[Natural language region descriptions]
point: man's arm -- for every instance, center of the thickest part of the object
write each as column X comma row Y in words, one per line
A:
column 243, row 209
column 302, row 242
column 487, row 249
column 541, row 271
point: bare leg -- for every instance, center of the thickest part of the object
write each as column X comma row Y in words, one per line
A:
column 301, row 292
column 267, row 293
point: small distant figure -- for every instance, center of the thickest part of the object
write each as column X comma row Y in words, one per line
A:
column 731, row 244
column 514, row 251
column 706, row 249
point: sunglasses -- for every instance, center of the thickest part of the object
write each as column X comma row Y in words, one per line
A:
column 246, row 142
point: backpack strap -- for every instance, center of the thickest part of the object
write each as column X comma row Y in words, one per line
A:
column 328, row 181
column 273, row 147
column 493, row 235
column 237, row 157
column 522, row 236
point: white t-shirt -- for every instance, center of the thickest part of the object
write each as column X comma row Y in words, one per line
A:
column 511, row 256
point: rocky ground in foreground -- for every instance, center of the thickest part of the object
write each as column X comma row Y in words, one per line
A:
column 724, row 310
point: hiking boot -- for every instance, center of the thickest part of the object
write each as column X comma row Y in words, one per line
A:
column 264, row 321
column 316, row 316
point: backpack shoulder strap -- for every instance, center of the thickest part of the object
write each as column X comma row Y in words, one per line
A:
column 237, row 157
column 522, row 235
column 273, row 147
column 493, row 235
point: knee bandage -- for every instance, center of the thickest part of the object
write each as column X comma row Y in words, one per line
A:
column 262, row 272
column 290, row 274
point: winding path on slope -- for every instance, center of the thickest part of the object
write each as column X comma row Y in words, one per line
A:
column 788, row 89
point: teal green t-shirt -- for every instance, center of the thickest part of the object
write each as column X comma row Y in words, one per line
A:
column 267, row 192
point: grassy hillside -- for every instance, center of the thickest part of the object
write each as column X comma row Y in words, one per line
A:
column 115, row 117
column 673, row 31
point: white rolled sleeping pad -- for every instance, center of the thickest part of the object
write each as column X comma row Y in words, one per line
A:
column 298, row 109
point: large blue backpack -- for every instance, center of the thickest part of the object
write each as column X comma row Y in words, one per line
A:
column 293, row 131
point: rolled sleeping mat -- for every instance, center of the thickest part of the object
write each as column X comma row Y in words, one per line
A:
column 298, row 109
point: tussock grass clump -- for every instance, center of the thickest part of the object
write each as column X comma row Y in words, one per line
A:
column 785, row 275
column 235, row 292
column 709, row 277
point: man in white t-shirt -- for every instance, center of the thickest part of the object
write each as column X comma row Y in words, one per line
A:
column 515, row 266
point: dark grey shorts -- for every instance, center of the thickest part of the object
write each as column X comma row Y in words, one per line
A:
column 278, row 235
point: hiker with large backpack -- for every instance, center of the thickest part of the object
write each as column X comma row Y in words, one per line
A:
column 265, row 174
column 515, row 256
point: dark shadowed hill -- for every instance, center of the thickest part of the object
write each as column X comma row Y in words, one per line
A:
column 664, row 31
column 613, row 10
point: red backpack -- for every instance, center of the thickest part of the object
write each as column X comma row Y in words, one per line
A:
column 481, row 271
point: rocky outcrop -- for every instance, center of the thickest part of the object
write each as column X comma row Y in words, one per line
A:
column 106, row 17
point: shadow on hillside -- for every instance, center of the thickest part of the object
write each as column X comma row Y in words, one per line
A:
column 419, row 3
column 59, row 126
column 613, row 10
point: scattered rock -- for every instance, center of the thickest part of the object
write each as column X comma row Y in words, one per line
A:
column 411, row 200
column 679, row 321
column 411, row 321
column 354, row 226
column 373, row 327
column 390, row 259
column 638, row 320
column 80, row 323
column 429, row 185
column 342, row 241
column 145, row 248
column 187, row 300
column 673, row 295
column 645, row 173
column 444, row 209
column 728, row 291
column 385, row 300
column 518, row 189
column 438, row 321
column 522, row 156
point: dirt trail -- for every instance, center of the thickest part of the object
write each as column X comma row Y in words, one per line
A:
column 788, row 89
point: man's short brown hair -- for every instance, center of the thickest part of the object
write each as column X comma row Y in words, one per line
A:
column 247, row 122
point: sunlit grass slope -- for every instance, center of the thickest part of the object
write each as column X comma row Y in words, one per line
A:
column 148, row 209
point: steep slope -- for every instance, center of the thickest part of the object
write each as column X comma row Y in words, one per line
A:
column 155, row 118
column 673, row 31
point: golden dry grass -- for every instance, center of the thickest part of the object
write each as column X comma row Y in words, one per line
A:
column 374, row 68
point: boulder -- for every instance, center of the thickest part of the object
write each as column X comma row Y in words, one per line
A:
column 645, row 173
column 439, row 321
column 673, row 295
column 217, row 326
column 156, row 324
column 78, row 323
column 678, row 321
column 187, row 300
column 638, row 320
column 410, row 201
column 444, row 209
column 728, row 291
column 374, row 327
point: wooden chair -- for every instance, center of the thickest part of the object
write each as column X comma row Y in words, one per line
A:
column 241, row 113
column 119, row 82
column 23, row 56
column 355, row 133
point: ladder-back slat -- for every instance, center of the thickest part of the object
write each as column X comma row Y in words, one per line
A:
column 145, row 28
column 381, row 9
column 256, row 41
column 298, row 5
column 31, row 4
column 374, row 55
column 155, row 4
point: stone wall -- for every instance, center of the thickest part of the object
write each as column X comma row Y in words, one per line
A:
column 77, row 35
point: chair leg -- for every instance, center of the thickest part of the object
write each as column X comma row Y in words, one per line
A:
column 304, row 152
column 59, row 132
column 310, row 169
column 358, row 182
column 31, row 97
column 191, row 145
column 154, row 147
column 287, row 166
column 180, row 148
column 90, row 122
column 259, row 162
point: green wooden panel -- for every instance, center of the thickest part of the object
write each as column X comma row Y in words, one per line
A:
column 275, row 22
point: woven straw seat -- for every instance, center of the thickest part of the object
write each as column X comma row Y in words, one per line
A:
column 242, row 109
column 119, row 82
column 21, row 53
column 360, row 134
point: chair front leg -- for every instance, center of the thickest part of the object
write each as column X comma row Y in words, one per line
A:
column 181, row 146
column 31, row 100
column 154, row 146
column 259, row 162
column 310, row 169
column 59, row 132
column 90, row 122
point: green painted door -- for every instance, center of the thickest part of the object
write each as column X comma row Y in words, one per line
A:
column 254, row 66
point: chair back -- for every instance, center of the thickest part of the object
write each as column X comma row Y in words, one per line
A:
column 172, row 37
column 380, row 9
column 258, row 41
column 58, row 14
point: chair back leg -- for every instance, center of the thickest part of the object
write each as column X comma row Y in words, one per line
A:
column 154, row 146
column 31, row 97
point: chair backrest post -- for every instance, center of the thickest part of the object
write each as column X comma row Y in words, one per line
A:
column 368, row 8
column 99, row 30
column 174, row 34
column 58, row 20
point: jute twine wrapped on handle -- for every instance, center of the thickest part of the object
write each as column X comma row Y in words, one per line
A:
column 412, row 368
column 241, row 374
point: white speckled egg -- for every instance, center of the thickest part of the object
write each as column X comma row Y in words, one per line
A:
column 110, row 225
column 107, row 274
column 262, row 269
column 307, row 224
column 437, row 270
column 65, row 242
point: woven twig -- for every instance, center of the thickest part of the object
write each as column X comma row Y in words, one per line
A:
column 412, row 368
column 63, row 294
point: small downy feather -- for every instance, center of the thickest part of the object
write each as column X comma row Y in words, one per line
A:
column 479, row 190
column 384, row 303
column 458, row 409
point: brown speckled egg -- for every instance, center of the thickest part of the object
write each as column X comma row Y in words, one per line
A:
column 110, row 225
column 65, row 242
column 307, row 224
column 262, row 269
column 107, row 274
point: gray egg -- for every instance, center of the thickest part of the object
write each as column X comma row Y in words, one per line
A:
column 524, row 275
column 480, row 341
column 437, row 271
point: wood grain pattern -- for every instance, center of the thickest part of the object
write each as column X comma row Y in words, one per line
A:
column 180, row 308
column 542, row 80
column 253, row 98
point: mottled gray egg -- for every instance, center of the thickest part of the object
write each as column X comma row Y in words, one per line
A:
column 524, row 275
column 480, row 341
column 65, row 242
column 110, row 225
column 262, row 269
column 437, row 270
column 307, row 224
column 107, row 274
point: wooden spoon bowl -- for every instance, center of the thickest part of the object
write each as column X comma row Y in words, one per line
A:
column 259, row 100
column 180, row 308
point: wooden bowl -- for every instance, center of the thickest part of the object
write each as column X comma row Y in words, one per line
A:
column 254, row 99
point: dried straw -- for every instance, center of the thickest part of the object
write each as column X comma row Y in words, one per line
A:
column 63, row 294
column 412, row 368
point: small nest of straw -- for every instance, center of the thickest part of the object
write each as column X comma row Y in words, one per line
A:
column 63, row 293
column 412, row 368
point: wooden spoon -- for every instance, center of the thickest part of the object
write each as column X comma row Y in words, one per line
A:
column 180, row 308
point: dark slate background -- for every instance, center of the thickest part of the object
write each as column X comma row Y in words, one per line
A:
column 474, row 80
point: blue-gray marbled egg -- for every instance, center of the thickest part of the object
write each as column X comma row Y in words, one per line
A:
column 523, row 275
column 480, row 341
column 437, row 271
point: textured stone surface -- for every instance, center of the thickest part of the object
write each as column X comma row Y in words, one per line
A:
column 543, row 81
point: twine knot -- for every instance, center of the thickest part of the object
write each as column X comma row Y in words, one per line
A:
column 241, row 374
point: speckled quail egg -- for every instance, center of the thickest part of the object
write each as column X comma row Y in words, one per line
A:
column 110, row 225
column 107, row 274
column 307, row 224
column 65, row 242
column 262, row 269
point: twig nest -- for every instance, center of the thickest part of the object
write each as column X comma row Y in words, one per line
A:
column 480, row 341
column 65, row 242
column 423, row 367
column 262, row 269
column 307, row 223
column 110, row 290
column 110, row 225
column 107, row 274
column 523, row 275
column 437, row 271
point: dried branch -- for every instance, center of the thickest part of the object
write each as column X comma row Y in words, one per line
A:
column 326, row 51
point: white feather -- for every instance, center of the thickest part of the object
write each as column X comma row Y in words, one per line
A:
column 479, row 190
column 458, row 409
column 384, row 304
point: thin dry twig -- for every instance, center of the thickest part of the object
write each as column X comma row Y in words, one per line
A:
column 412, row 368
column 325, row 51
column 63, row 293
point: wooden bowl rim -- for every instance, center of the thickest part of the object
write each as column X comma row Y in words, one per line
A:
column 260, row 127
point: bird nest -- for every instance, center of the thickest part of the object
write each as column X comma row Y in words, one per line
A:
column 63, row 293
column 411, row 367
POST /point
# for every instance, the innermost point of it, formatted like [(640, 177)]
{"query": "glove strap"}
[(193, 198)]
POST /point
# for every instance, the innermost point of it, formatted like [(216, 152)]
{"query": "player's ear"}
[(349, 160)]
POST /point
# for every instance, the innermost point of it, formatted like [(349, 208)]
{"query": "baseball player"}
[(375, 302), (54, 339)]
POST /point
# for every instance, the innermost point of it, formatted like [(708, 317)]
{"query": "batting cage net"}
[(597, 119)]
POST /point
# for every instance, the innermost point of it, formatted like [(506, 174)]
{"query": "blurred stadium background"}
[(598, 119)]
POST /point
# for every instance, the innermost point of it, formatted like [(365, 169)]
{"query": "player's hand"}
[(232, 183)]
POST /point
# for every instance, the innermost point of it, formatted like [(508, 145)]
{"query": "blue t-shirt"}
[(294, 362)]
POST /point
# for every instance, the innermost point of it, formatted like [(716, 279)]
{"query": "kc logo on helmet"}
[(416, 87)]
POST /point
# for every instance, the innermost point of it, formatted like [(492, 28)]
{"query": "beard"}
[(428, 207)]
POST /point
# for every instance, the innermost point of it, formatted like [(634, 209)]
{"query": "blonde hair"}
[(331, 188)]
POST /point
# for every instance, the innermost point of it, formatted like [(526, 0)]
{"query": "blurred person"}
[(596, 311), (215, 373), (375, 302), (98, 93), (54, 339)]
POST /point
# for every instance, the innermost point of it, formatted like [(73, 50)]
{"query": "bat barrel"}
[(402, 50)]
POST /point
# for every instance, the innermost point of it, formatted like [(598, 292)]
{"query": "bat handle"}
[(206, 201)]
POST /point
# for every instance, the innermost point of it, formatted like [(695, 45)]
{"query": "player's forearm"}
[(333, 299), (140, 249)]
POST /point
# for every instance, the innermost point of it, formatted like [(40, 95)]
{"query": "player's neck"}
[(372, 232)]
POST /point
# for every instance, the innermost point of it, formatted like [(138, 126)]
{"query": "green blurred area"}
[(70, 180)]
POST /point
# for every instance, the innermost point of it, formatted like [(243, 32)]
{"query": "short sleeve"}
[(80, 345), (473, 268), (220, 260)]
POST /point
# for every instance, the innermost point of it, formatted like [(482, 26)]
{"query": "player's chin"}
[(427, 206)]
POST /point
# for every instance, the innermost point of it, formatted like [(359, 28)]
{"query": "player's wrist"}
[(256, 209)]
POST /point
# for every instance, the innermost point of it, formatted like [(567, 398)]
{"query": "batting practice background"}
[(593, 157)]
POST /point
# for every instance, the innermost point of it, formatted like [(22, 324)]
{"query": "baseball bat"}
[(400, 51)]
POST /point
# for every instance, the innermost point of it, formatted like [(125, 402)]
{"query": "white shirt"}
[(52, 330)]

-- What the exercise asks --
For each line above that carries the word "bowl", copy it out.

-- Problem solution --
point: wooden spoon bowl -- for every instance, center of the thickest part of the object
point: wooden bowl -- for every instance, center of the thickest part of the object
point: wooden bowl rim -- for every instance, center of the thickest part of the object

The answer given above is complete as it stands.